• YOUR TASK
Go through the data below and retype all of it exactly.

• DATA EXTRACTS
==========

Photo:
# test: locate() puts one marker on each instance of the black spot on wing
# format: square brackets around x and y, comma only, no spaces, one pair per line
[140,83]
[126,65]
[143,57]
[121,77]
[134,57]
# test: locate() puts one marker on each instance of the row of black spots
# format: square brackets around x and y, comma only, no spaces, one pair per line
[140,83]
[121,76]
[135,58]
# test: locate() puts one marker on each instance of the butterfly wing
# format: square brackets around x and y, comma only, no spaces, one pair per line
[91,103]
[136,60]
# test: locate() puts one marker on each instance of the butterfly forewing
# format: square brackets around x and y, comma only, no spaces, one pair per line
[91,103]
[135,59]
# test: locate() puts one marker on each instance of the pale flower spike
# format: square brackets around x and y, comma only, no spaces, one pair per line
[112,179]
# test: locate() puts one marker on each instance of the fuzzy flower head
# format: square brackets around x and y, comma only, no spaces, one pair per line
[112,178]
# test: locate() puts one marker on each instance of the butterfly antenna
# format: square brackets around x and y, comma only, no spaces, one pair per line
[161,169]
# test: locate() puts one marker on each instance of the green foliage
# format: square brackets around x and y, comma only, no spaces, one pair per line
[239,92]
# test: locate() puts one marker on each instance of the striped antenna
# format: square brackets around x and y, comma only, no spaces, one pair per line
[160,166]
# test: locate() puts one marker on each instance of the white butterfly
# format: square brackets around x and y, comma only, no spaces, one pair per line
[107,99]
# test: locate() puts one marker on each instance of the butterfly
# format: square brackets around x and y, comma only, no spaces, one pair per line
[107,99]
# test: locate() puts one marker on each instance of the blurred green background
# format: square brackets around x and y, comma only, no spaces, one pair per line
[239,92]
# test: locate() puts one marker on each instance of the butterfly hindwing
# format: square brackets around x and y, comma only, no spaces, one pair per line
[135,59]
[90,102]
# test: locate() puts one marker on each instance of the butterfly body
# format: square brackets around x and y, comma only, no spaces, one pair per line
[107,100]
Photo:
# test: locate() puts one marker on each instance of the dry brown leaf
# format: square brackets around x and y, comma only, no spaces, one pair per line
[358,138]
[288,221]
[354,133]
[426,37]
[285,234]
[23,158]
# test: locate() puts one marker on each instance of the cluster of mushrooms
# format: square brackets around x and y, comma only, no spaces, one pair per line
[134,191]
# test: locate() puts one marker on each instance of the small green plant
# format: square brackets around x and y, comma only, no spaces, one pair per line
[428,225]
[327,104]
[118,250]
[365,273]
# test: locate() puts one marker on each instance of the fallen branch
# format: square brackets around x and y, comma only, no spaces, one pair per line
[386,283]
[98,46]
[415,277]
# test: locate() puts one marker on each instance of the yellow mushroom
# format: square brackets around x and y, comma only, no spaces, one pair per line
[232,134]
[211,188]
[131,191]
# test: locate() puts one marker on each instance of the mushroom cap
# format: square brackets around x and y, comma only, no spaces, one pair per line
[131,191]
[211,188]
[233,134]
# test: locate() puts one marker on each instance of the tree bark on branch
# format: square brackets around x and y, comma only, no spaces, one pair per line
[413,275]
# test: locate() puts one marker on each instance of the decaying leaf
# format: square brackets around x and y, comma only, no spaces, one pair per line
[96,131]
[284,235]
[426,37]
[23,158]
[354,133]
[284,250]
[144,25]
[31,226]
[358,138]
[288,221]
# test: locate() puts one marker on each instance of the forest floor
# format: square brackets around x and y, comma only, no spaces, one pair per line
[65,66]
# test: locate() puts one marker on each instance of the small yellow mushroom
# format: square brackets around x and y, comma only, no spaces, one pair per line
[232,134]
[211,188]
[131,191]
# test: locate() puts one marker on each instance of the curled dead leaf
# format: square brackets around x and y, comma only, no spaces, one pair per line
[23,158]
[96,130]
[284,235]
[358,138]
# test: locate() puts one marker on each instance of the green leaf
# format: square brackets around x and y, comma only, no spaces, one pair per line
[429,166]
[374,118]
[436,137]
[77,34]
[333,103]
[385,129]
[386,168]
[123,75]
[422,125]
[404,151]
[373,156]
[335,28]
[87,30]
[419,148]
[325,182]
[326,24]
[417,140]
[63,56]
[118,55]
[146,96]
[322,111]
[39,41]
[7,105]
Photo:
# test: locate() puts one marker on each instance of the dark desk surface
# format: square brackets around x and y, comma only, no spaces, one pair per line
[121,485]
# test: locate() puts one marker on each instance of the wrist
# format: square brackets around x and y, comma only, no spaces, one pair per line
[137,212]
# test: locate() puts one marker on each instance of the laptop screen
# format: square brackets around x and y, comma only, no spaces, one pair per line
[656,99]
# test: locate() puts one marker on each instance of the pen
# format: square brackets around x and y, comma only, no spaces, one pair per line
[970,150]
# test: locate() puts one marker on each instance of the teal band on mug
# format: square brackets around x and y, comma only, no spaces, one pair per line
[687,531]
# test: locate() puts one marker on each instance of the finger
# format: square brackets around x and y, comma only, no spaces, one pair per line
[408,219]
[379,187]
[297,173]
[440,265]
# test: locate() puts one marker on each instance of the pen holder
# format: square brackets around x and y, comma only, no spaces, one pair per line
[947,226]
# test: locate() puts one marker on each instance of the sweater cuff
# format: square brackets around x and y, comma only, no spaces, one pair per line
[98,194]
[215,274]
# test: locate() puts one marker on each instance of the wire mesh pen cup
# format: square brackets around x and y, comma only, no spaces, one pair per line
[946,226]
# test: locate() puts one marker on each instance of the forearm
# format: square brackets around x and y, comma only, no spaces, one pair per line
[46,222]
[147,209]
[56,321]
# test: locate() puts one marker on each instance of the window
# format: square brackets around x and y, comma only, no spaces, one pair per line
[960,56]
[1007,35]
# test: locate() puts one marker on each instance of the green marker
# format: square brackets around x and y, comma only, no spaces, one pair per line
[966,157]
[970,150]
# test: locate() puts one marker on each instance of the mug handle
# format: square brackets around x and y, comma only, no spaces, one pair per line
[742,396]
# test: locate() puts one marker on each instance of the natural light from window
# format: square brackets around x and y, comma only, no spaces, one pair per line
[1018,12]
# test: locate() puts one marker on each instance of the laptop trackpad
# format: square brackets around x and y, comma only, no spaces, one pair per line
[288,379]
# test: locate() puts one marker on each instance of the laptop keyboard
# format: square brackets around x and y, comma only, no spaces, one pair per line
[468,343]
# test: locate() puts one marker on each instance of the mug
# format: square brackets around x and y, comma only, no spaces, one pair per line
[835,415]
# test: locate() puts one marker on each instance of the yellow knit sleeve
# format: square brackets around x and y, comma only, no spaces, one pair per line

==========

• SOLVED EXERCISE
Photo:
# test: locate() puts one marker on each instance of the black spot on wing
# format: square brackets around x and y, comma only, no spaces, one pair per line
[140,83]
[126,65]
[143,57]
[121,77]
[134,57]
# test: locate() puts one marker on each instance of the row of black spots
# format: square brackets around x and y, comma only, no spaces, one pair per line
[140,83]
[121,76]
[135,58]
# test: locate() puts one marker on each instance of the butterfly wing
# format: square brackets around x and y, comma only, no spaces, one pair per line
[91,103]
[136,60]
# test: locate() puts one marker on each instance of the butterfly forewing
# format: square brackets around x and y, comma only, no spaces, one pair per line
[91,103]
[135,59]
# test: locate() puts one marker on each instance of the pale flower spike
# format: square brackets around x and y, comma only, no spaces, one pair per line
[112,179]
# test: locate() puts one marker on each instance of the fuzzy flower head
# format: square brackets around x and y, comma only, no spaces, one pair per line
[112,178]
# test: locate() puts one marker on each instance of the butterfly antenna
# format: square brackets around x and y, comma only, no spaces, one pair per line
[161,169]
# test: locate() puts one marker on each instance of the green foliage
# format: square brackets around x and y, comma only, no spaces, one pair per line
[239,92]
# test: locate() puts one marker on each instance of the striped antenna
# format: square brackets around x and y, comma only, no spaces, one pair per line
[160,166]
# test: locate() puts one marker on each instance of the white butterfly
# format: square brackets around x and y, comma only, no spaces, one pair per line
[107,99]
# test: locate() puts one marker on each instance of the butterfly
# format: square brackets around x and y, comma only, no spaces, one pair per line
[107,99]
# test: locate() puts one marker on each instance of the blurred green background
# format: square brackets around x and y, comma only, no spaces, one pair per line
[239,92]
# test: locate() puts one marker on each instance of the butterfly hindwing
# format: square brackets around x and y, comma only, no spaces, one pair per line
[135,59]
[90,102]
# test: locate() puts one marker on each instance of the butterfly body
# format: square brackets around x and y, comma only, no spaces, one pair per line
[107,100]
Photo:
# test: locate() puts one marker on each instance of the dry brown leaf
# format: square brackets around x and y, comma only, no spaces, one pair per line
[358,138]
[288,221]
[354,133]
[426,37]
[285,234]
[23,158]
# test: locate() puts one marker on each instance of the cluster of mushrooms
# format: square brackets around x and y, comma only, no spaces, one pair per line
[134,191]
# test: locate() puts one marker on each instance of the small green plant
# format: square brackets around x and y, comma only, no spaces, one pair per line
[428,225]
[327,104]
[118,250]
[365,273]
# test: locate() puts one marker on each instance of the fallen branch
# format: square brackets around x and y, comma only, no spaces, one pair per line
[386,283]
[98,46]
[415,277]
# test: locate() puts one marker on each instance of the yellow mushroom
# format: square brackets around x and y, comma only, no spaces, one pair per line
[232,134]
[211,188]
[131,191]
# test: locate() puts one marker on each instance of the mushroom cap
# format: square brackets around x and y, comma only, no spaces, one pair per line
[131,191]
[211,188]
[233,134]
# test: locate() puts one marker on each instance of the tree bark on branch
# format: square brackets around x and y, comma only, no spaces, one pair per line
[413,275]
# test: locate() puts one marker on each instance of the decaying leaf
# format: square brackets around x and y, comma only, no spaces, one pair per line
[96,131]
[284,235]
[426,37]
[23,158]
[354,133]
[284,250]
[144,25]
[31,226]
[358,138]
[288,221]
# test: locate() puts one marker on each instance of the forest floor
# format: square brackets around x and y, comma only, no spaces, one pair per line
[65,66]
# test: locate() puts one marker on each instance of the small yellow mushroom
# format: square brackets around x and y, comma only, no spaces, one pair per line
[232,134]
[211,188]
[131,191]
# test: locate() puts one marker on each instance of the curled dead leaf
# format: square brackets around x and y, comma only, no spaces, one pair per line
[23,158]
[96,130]
[284,235]
[358,138]
# test: locate() puts one marker on each instance of the green leaf
# format: square brackets around x and y, comma only, no spaces, one pair per line
[429,166]
[374,118]
[436,137]
[77,34]
[333,103]
[385,129]
[386,168]
[123,75]
[422,125]
[404,151]
[373,156]
[335,28]
[87,30]
[419,148]
[325,182]
[326,24]
[417,140]
[63,56]
[118,55]
[146,96]
[322,111]
[39,41]
[7,105]
Photo:
# test: locate() puts one marker on each instance of the dark desk surface
# format: square brackets around x and y, comma only, no spaces, one pair per line
[121,485]
# test: locate() puts one marker on each instance of the wrist
# format: square brackets around x and y, comma only, no spaces, one pair per line
[137,212]
# test: locate() puts one marker on each instance of the laptop screen
# format: square brackets around x and y, comma only, no spaces, one pair per line
[656,99]
# test: locate() puts one marker on each instance of the pen
# format: square brackets around x and y, comma only, no spaces, one pair per line
[970,150]
# test: locate() puts one marker on each instance of the teal band on mug
# format: square brackets around x and y, comma only, no spaces, one pair per line
[687,531]
# test: locate() puts one marker on each instance of the finger
# format: square brackets around x and y, comma only, no spaces, one pair per line
[408,219]
[379,187]
[297,173]
[440,265]
# test: locate() puts one marker on each instance of the pen holder
# format: square brackets around x and y, comma only, no spaces, one pair per line
[947,226]
# test: locate() puts one marker on each instance of the sweater cuff
# format: square brackets around x and y, comma only, no spaces, one pair per line
[98,194]
[215,274]
# test: locate() puts one marker on each instance of the wire mesh pen cup
# format: square brackets around x and y, comma only, no spaces, one pair per line
[946,226]
# test: locate() puts one marker on each instance of the forearm
# format: square brackets around x and y, comma only, no spaces, one pair per line
[46,222]
[147,209]
[56,321]
# test: locate() puts one marker on each instance of the window
# format: square brackets around x and y, comma only, no spaces, one pair per line
[960,56]
[1007,35]
# test: locate() puts one marker on each instance of the green marker
# format: square brackets around x and y, comma only, no spaces, one pair per line
[966,157]
[970,150]
# test: locate() puts one marker on each instance of the mug handle
# format: square brackets around x and y, comma only, no spaces, one pair per line
[742,396]
# test: locate() puts one marker on each instance of the natural light from window
# format: square brackets around x and y, comma only, no spaces, one pair per line
[1018,12]
# test: locate() puts one marker on each instance of the laptop trackpad
# format: square brackets around x and y, comma only, no spaces, one pair per line
[288,379]
# test: locate() puts one marker on each instance of the laptop keyboard
# format: square brackets around x and y, comma only, no spaces, one pair per line
[468,343]
# test: locate() puts one marker on each instance of the mug
# format: square brackets around x and y, comma only, no spaces, one pair per line
[835,415]
# test: locate() puts one marker on each instance of the yellow knit sleeve
# format: square brackets around x and y, comma only, no spaces, one pair per line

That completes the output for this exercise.